Items listed in a dataset:
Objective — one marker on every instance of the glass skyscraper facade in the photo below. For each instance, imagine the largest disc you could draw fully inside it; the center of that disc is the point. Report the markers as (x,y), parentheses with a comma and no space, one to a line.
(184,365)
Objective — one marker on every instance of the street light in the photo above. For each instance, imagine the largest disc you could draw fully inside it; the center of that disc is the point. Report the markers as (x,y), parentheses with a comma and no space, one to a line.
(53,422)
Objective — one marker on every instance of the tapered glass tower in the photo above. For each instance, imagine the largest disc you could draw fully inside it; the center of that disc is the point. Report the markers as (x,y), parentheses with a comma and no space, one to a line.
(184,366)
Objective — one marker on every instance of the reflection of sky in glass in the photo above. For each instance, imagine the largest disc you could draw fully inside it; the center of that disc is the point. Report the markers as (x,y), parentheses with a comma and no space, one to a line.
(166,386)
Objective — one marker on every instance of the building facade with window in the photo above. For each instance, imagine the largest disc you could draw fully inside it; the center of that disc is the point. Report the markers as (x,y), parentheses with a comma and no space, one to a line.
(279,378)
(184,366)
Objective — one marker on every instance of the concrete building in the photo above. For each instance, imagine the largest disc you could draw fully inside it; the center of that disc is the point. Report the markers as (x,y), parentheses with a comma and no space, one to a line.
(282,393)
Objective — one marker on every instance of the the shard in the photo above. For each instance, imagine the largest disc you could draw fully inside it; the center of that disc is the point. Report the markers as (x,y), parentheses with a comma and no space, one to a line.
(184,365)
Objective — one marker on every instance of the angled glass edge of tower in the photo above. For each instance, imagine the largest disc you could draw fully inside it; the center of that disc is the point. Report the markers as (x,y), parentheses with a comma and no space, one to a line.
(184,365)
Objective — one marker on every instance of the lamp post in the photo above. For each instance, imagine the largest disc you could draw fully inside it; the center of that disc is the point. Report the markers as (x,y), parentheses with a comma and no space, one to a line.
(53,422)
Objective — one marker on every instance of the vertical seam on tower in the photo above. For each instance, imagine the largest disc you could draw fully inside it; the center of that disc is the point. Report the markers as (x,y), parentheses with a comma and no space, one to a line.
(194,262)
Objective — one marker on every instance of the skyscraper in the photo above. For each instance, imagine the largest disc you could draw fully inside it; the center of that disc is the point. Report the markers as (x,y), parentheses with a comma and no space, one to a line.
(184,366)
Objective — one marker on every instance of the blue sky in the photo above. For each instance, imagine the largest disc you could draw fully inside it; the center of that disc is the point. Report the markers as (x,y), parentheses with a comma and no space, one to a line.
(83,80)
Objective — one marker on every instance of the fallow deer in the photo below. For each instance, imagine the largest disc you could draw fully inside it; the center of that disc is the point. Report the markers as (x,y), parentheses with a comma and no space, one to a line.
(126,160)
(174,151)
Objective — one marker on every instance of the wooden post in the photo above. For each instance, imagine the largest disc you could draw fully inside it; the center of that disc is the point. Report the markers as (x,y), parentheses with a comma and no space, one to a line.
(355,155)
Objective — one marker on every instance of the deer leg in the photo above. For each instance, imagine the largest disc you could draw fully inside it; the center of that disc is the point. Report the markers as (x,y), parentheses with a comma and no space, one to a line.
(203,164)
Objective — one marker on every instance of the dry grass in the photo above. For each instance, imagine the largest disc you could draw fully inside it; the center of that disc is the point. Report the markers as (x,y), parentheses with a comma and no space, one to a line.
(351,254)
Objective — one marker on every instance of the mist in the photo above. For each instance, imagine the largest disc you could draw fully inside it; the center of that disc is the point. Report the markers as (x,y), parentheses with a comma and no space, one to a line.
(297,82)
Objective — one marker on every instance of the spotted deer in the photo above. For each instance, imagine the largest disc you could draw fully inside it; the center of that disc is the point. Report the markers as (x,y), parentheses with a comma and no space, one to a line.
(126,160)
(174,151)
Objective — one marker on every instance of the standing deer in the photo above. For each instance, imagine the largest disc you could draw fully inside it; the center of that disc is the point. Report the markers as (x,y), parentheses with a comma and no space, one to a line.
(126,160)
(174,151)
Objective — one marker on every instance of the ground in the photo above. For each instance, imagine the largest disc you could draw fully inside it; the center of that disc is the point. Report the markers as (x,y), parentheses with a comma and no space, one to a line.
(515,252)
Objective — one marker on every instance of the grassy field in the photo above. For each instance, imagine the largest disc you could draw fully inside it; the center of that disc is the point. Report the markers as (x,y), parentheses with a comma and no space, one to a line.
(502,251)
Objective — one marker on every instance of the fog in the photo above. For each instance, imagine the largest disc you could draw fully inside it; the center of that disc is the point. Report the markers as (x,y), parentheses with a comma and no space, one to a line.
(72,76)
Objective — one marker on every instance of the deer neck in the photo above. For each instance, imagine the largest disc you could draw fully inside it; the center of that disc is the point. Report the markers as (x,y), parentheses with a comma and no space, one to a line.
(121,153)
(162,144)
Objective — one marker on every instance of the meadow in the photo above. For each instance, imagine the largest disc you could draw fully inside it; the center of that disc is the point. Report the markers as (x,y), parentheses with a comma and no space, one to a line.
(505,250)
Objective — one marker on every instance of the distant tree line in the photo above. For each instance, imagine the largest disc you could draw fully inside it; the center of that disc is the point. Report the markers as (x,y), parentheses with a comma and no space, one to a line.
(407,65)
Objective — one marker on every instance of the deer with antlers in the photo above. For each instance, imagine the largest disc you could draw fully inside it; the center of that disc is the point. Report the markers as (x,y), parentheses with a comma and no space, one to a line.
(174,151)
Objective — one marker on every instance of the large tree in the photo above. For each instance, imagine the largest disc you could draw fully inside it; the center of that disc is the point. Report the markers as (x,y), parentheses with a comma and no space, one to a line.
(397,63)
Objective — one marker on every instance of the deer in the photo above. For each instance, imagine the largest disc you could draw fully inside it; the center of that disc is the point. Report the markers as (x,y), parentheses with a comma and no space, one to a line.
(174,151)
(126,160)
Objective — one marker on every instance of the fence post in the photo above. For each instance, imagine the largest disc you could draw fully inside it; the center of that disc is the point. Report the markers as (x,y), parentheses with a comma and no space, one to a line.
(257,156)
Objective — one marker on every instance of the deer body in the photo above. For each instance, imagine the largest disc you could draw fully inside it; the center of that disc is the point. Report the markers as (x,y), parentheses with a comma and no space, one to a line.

◆ **Goal**:
Write out all the entries exactly.

◆ **Written solution**:
Objective — one marker on every instance of the glass skyscraper facade in the photo below. For each instance, imagine the largest disc you could draw fully inside it; the center of that disc is the point. Report the markers as (x,y), parentheses with a comma and no space, one to a line.
(184,365)
Objective — one marker on every instance of the street light in the photo above. For each instance, imagine the largest disc you could draw fully inside it; the center of that disc is the point. Report the markers as (x,y), parentheses with a comma and no space, one to a line.
(53,422)
Objective — one marker on every instance of the tapered glass tower in the photo above. For each instance, imagine the largest disc you could draw fully inside it; the center of that disc is the point. Report the markers as (x,y), parentheses with a comma and no space, one to a line.
(184,366)
Objective — one marker on every instance of the reflection of sky in glass in the photo above. For each instance, imagine the largest disc you could draw fully inside it; the center of that disc is the point. Report the markers as (x,y), parentheses with a comma and no space, one to a line.
(166,386)
Objective — one marker on every instance of the building facade with window in the photo above. For each instance, imagine the largest disc you could draw fully inside it; the center of that disc is the point. Report the markers as (x,y), parentheses with a comma and no space, one to a line.
(279,378)
(184,366)
Objective — one marker on every instance of the concrete building in the photo above. For each instance, imagine the largest disc you could draw fully inside it; the center of that disc is the point. Report the markers as (x,y), parentheses with a comma and no space, one to a line.
(282,393)
Objective — one marker on every instance of the the shard in the photo above. For each instance, imagine the largest disc you could draw fully inside it; the center of that disc is the point. Report the markers as (x,y), parentheses with a comma and no space, one to a line.
(184,365)
Objective — one marker on every instance of the angled glass edge of tower in the photo above. For each instance, imagine the largest disc you could draw fully inside it; the center of that disc is the point. Report the markers as (x,y), parentheses with a comma and no space, one to a line.
(184,365)
Objective — one marker on every instance of the lamp post in the photo above. For each instance, imagine the largest disc you could draw fully inside it; the center of that disc is the point. Report the markers as (x,y), parentheses with a comma and no space, one to a line.
(53,422)
Objective — one marker on every instance of the vertical seam on tower in the photo above. For each instance, imagine the largest disc you could draw fully inside it; the center of that disc is the point. Report the markers as (x,y), parentheses with a comma and no space, one to a line.
(194,262)
Objective — one marker on every instance of the skyscraper in the photo above. For each instance, imagine the largest disc you could draw fully inside it; the center of that disc is the point. Report the markers as (x,y), parentheses with a comma and no space, one to a line.
(184,366)
Objective — one marker on every instance of the blue sky in the photo above. For each instance, imagine the largest disc you could draw fully inside it; the center of that disc is the point. Report the markers as (x,y), parentheses with a comma and no space, one to a line.
(83,80)
Objective — one marker on every instance of the fallow deer in the photo below. For each instance, imagine the largest disc you could draw fully inside it; the center of that disc is the point. Report the markers as (x,y), parentheses with a comma and no space, one to a line.
(126,160)
(174,151)
Objective — one marker on every instance of the wooden post in the photo above. For each instance, imagine the largest disc you could draw fully inside it; the center of that disc is the point. Report the markers as (x,y), parentheses with a comma and no space, one to a line.
(355,155)
Objective — one marker on every instance of the deer leg in the photo above. For each instance, imagine the largest disc you could draw fully inside it; the center of that disc is the point. Report the markers as (x,y), parentheses with a comma and no space, one to a line.
(203,164)
Objective — one marker on every instance of the dry grass in the photo above. For each instance, imagine the largest disc you could draw fully inside it; the center of that disc is the point. Report the markers as (x,y), parentheses with a comma and no space, one to a line.
(351,254)
Objective — one marker on every instance of the mist in the photo above. For each instance, imagine the largest disc you could draw fully inside it; the center of that disc is the point. Report the markers as (x,y), parentheses with a comma and no space, one to a line.
(297,82)
Objective — one marker on every instance of the spotted deer in the photo above. For each instance, imagine the largest disc you could draw fully inside it; the center of that disc is the point. Report the markers as (x,y), parentheses with a comma and no space, one to a line.
(126,160)
(174,151)
Objective — one marker on every instance of the standing deer in the photo above. For each instance, imagine the largest disc you could draw fully inside it; the center of that disc is the point. Report the markers as (x,y), parentheses with a comma and no space, one to a line.
(126,160)
(174,151)
Objective — one marker on every instance of the ground in the photo above. For each instance, imagine the largest disc you could draw fully inside it; the center of that disc is the point. Report the markers as (x,y), parentheses with a comma and no space, one to a line.
(515,252)
Objective — one marker on every instance of the grassy field in the photo above. For each instance, imagine the largest disc you could draw fully inside it; the center of that disc is the point. Report the markers as (x,y), parentheses with a comma and no space, one to a line.
(502,251)
Objective — one marker on every instance of the fog in the photo above. For each instance, imagine the largest disc you could draw fully inside it; the center of that disc is the point. Report the markers as (x,y), parentheses with a comma and no space, one to a line.
(72,76)
Objective — one marker on every instance of the deer neck in the photo above. For each instance, imagine the largest disc you could draw fully inside it; the center of that disc is the point. Report the markers as (x,y), parentheses with a comma and no space, one to a line.
(121,153)
(162,144)
Objective — one marker on every instance of the meadow in the photo above. For each instance, imagine the largest disc you could draw fully inside it; the center of that disc is the point. Report the markers as (x,y), parentheses with a comma and no space, one to a line.
(505,250)
Objective — one marker on every instance of the distant tree line in the photo above. For each instance, imagine the largest disc you could draw fully inside it; the center of that disc is the point. Report the markers as (x,y), parentheses with a comma and no space, one to a line.
(407,65)
Objective — one marker on every instance of the deer with antlers in the photo above. For each instance, imagine the largest disc you could draw fully inside it; the center of that disc is the point. Report the markers as (x,y), parentheses with a comma and no space, one to a line.
(174,151)
Objective — one marker on every instance of the large tree in the photo above. For each instance, imagine the largest disc you could draw fully inside it; the center of that disc is the point. Report the markers as (x,y), parentheses with a comma and no space, one to a line.
(397,63)
Objective — one marker on every instance of the deer in the photo above. For each instance, imagine the largest disc you could draw fully inside it; the center of that disc is the point. Report the markers as (x,y), parentheses with a comma and no space, one to a line.
(174,151)
(126,160)
Objective — one marker on every instance of the fence post in the photo above. For each instance, imagine the largest disc you could draw fully inside it; the center of that disc is the point. Report the markers as (x,y), parentheses with a comma and no space, one to a line.
(257,156)
Objective — one marker on every instance of the deer body in the photo above. For each instance, imagine the largest disc you could draw fully inside it; the center of that disc is the point. Report the markers as (x,y), parentheses with a comma and no space, one to a line.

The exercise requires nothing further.